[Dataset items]
# # # #

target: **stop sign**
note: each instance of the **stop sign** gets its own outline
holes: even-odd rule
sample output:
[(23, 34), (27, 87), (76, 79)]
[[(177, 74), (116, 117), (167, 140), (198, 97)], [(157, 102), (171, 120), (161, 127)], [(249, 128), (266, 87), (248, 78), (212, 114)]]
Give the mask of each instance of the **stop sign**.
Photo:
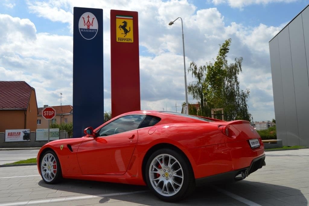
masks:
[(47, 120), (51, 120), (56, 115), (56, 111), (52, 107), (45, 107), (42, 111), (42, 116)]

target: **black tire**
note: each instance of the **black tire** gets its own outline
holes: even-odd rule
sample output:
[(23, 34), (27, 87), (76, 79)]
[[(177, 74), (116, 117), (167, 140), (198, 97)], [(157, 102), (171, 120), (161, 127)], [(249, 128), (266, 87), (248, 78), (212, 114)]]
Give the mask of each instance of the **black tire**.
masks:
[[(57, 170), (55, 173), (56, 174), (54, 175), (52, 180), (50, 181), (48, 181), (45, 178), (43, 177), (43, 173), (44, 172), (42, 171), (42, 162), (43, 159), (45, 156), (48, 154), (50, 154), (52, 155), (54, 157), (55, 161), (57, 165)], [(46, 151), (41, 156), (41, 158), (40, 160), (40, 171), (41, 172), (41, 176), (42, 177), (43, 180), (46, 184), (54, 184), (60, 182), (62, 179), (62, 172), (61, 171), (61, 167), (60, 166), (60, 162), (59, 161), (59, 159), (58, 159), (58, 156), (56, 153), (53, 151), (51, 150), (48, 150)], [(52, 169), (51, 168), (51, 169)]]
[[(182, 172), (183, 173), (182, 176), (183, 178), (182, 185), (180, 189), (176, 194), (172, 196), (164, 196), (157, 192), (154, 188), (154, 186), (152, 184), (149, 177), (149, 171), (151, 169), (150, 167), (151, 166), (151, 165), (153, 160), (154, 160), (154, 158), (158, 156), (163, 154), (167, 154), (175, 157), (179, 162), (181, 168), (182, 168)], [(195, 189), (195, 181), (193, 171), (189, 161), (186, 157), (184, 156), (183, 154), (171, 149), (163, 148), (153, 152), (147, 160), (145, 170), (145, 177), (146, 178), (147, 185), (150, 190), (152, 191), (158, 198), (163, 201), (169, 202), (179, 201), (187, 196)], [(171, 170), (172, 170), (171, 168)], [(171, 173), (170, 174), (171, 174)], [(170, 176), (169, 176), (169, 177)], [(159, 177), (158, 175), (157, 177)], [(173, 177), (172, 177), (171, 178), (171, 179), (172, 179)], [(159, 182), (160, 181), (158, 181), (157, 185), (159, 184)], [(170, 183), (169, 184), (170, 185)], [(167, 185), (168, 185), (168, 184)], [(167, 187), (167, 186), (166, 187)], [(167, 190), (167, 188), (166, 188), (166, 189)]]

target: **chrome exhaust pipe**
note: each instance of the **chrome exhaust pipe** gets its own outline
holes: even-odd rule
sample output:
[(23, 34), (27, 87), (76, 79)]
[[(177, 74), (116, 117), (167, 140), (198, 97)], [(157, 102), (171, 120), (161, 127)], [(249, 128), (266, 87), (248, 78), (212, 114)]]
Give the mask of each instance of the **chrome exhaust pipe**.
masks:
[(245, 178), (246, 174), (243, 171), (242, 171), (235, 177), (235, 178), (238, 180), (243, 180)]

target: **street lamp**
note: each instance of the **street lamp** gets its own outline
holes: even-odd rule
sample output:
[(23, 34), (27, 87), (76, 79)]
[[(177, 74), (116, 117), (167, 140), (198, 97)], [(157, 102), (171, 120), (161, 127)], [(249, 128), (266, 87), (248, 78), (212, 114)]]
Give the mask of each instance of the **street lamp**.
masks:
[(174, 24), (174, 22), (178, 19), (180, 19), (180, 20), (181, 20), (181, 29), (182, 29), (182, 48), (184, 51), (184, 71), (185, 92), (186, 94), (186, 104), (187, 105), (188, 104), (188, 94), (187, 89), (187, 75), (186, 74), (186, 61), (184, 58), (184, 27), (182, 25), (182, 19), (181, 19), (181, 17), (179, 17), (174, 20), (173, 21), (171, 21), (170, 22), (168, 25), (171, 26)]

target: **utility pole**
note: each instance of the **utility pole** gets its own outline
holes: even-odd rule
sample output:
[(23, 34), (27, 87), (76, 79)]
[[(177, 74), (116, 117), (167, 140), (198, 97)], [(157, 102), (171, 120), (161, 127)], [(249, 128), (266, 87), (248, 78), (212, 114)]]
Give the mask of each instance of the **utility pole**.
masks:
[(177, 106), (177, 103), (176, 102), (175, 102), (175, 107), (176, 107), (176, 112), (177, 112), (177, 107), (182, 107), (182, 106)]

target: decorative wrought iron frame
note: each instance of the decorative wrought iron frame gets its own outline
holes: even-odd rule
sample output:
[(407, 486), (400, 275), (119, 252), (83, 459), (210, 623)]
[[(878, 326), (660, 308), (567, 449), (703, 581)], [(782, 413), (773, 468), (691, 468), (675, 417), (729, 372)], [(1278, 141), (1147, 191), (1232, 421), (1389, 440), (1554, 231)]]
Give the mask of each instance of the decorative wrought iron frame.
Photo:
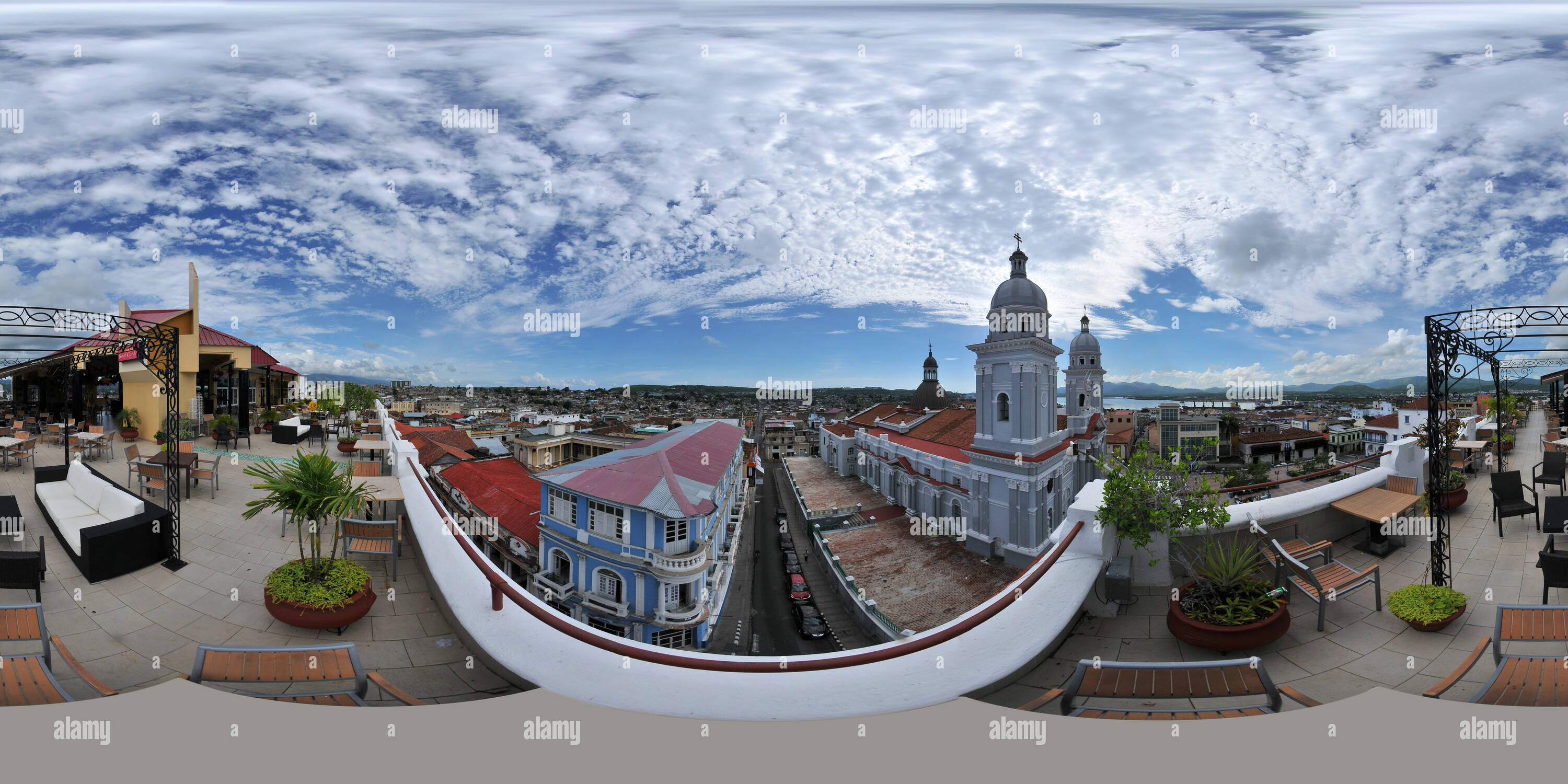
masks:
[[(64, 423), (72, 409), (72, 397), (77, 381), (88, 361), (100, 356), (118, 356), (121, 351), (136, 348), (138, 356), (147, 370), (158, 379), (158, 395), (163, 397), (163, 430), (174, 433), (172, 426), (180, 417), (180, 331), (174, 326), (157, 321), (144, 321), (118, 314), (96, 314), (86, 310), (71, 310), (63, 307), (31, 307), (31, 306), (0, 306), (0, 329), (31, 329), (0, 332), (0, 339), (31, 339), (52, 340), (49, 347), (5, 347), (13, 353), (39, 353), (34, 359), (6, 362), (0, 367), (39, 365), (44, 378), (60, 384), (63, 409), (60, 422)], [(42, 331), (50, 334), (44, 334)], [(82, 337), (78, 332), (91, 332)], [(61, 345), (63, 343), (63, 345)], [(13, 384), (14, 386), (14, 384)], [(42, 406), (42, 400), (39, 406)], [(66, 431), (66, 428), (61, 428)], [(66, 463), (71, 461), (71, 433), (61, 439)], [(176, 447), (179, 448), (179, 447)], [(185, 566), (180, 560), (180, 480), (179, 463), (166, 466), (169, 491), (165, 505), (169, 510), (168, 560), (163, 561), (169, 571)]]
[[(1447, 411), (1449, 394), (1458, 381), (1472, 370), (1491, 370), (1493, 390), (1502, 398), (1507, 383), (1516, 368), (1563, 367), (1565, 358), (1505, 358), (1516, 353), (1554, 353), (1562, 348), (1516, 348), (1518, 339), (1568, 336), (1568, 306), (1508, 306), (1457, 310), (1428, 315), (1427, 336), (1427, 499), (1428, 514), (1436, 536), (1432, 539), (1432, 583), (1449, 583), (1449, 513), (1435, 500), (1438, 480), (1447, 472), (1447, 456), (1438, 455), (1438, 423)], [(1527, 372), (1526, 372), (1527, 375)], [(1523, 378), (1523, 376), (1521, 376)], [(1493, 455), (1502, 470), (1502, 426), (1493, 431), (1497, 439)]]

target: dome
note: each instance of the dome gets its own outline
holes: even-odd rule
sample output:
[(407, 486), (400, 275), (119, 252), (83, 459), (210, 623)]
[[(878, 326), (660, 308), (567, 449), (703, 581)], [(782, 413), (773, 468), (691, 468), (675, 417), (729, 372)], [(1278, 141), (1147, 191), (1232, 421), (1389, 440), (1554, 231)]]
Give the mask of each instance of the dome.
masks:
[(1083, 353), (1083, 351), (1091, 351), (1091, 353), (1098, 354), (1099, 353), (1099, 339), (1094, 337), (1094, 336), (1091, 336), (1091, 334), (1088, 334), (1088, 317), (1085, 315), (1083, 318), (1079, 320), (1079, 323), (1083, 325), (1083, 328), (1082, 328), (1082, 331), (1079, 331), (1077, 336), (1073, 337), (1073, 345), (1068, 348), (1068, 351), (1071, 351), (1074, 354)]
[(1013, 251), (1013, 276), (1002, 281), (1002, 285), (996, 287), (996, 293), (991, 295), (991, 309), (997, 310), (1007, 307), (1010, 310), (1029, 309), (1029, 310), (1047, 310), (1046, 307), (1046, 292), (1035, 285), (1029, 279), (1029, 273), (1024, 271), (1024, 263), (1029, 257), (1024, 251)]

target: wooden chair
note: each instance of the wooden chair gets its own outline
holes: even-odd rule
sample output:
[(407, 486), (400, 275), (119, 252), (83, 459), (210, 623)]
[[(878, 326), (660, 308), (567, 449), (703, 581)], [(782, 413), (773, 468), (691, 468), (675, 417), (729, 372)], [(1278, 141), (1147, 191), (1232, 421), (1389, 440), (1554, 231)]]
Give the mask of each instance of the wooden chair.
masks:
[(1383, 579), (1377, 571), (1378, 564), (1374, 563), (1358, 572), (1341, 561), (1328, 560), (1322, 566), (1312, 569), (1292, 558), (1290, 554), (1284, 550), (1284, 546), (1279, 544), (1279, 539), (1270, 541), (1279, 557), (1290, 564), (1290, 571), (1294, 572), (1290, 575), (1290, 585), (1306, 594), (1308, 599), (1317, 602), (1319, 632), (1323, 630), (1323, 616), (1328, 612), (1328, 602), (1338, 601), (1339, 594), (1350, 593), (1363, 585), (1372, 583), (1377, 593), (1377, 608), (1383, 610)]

# # # #

## What needs to be done:
Format the part of the records that opens with the line containing "target: **utility pole**" and closes with the line containing "107), (182, 106)]" as a numbered list, including both of those lines and dropping any blank lines.

## Problem solution:
1. target: **utility pole**
2. note: each instance of the **utility pole** gets its own outline
3. holes: even-odd rule
4. sample output:
5. [(23, 34), (27, 87), (76, 79)]
6. [[(177, 74), (116, 117), (167, 140), (198, 97)], [(157, 102), (171, 120), (161, 127)], [(249, 128), (266, 87), (248, 78), (212, 114)]]
7. Give the mask of each instance of the **utility pole**.
8. masks:
9. [(177, 106), (177, 103), (176, 102), (175, 102), (175, 107), (176, 107), (176, 112), (177, 112), (177, 107), (182, 107), (182, 106)]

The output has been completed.